====== GIVEN INFORMATION ======

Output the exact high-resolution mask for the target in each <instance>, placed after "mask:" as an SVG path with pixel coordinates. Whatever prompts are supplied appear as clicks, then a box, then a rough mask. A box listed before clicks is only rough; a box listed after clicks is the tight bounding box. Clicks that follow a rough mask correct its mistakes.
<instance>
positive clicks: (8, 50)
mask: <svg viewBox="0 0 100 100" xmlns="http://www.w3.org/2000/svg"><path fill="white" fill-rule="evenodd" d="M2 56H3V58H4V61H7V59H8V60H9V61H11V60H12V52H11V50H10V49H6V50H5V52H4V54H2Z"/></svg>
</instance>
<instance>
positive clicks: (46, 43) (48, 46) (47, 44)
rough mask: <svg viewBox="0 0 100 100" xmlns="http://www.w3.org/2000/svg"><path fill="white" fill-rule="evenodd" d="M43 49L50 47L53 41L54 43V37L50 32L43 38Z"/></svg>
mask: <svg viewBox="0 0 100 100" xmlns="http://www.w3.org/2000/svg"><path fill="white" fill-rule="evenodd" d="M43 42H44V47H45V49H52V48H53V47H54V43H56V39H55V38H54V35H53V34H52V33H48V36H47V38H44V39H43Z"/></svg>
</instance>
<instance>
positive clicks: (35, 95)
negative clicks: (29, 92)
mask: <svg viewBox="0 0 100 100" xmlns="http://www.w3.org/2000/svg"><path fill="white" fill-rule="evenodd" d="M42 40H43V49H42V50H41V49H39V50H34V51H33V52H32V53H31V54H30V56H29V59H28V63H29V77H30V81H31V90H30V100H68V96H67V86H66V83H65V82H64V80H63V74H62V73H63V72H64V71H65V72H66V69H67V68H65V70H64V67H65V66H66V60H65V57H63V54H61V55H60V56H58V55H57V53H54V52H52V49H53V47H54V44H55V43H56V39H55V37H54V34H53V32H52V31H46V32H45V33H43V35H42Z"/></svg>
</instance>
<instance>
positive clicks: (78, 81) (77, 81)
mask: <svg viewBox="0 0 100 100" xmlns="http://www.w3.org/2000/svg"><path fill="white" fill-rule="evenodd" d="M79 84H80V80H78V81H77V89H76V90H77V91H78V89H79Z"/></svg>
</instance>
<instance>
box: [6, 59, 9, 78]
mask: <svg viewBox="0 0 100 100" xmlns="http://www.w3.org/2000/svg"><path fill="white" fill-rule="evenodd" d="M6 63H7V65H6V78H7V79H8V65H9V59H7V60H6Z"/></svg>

======

■ GOAL OF THE EXERCISE: Reproduce all of the data above verbatim, line by line, with no changes.

■ RESPONSE TO THE EXERCISE:
Output the exact high-resolution mask for the target in each <instance>, placed after "mask:" as an SVG path with pixel coordinates. Whatever prompts are supplied appear as clicks, then a box, then a rough mask. A box listed before clicks is only rough; a box listed after clicks is the tight bounding box. Clicks that follow a rough mask correct its mistakes.
<instance>
positive clicks: (8, 50)
mask: <svg viewBox="0 0 100 100" xmlns="http://www.w3.org/2000/svg"><path fill="white" fill-rule="evenodd" d="M2 56H3V58H4V61H7V59H8V60H9V61H11V60H12V52H11V50H10V49H6V50H5V52H4V54H2Z"/></svg>
</instance>
<instance>
positive clicks: (46, 43) (48, 46) (47, 44)
rough mask: <svg viewBox="0 0 100 100" xmlns="http://www.w3.org/2000/svg"><path fill="white" fill-rule="evenodd" d="M43 49L50 47L53 41L54 43V37L50 32L43 38Z"/></svg>
mask: <svg viewBox="0 0 100 100" xmlns="http://www.w3.org/2000/svg"><path fill="white" fill-rule="evenodd" d="M43 42H44V47H45V49H52V48H53V47H54V43H56V39H55V38H54V35H53V34H52V33H48V36H47V38H44V39H43Z"/></svg>
</instance>
<instance>
positive clicks: (35, 95)
negative clicks: (29, 92)
mask: <svg viewBox="0 0 100 100" xmlns="http://www.w3.org/2000/svg"><path fill="white" fill-rule="evenodd" d="M42 40H43V49H42V50H41V49H39V50H34V51H33V52H32V53H31V54H30V56H29V59H28V63H29V77H30V81H31V90H30V100H68V96H67V86H66V83H65V82H64V80H63V74H62V73H63V72H64V71H65V72H66V69H67V68H65V70H64V67H65V66H66V60H65V57H63V54H61V55H60V56H58V55H57V53H54V52H52V49H53V47H54V44H55V43H56V39H55V37H54V34H53V32H52V31H46V32H45V33H43V35H42Z"/></svg>
</instance>
<instance>
positive clicks: (78, 81) (77, 81)
mask: <svg viewBox="0 0 100 100" xmlns="http://www.w3.org/2000/svg"><path fill="white" fill-rule="evenodd" d="M79 84H80V80H78V81H77V89H76V90H77V91H78V89H79Z"/></svg>
</instance>
<instance>
box: [6, 59, 9, 78]
mask: <svg viewBox="0 0 100 100" xmlns="http://www.w3.org/2000/svg"><path fill="white" fill-rule="evenodd" d="M6 63H7V65H6V78H7V79H8V65H9V59H7V60H6Z"/></svg>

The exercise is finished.